[Begin RECORDS PROVIDED]

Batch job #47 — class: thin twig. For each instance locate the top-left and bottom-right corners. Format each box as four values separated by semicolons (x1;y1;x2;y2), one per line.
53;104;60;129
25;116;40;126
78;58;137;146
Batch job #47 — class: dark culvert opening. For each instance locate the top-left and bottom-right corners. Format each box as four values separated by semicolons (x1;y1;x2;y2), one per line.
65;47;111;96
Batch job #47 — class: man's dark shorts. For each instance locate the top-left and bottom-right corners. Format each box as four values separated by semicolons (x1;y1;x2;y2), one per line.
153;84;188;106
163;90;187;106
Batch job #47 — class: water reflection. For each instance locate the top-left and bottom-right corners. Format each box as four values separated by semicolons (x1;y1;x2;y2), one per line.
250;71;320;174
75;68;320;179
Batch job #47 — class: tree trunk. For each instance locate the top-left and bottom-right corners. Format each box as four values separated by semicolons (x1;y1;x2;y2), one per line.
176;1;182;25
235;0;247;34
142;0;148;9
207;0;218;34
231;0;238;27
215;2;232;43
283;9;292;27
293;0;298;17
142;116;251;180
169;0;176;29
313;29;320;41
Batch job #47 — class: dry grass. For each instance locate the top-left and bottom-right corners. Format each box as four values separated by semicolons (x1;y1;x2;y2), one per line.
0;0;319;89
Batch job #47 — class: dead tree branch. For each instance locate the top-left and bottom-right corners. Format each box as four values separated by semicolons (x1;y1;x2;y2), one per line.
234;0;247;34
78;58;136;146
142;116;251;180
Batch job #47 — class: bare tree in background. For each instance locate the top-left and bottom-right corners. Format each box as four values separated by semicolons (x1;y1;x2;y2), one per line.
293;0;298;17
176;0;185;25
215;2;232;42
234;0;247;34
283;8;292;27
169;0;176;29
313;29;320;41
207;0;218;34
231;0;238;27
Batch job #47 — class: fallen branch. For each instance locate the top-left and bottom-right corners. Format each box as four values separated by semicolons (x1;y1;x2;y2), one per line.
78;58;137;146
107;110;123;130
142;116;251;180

[End RECORDS PROVIDED]

YOUR INSTRUCTIONS
Swap "Batch job #47" for "Batch job #52" everywhere it occurs in the lines above, and write out all the lines again with nothing else changed.

ANSWER
Batch job #52 — class: thin twig. For each instance locate the top-left and bottom-right corners. Format each box as four values separated by semicolons (x1;y1;x2;y2), one per line.
53;104;60;129
25;116;40;126
78;58;137;146
Batch job #52 — class: dark culvert opening. For each instance locate the top-left and bottom-right corners. Format each box as four values separated by semicolons (x1;y1;x2;y2), one per line.
65;47;111;96
Batch job #52 — class: man's dark shorts. For each instance locate the top-left and bottom-right corners. Format each box as four values separated by semicolons (x1;y1;x2;y2), one per line.
153;84;188;106
163;90;187;106
Batch job #52 — class: water reflection. For each instance locate the top-left and bottom-right corners. Format each box as four values separated by semicolons (x1;y1;x2;y2), one per line.
250;71;320;174
75;68;320;179
Batch job #52 — class: tree trunk. For each instance locate the top-left and bottom-right corners. Format each box as four values separated by semicolons (x1;y1;x2;y2), one per line.
176;1;182;25
235;0;247;34
142;0;148;9
207;0;218;34
231;0;238;27
215;2;232;43
283;9;292;27
293;0;298;17
142;116;251;180
169;0;176;29
313;29;320;41
Batch job #52 — class: dry grass. For each instance locate the top-left and bottom-right corners. Format each box as four values separated by semicolons (x1;y1;x2;y2), one per line.
0;0;319;89
Batch job #52 — class: dead tree branch. For each instance locate the top-left and bottom-right corners. Format each box as four values separated by semicolons (x1;y1;x2;y2), one per line.
234;0;247;34
78;58;136;146
142;116;251;180
Batch job #52 — class: bare tree in background. For each instance locate the top-left and bottom-right corners. Format each box as four values separated by semicolons (x1;y1;x2;y2), one per line.
293;0;298;17
176;0;185;25
215;2;232;42
234;0;247;34
283;8;292;27
169;0;176;29
313;29;320;41
207;0;218;34
231;0;238;27
Batch job #52 — class: fallen branch. For each instance locate the top-left and bottom-right corners. Format each box as four values separated by semicolons (x1;y1;x2;y2), one per line.
78;58;137;146
107;110;123;130
142;116;251;180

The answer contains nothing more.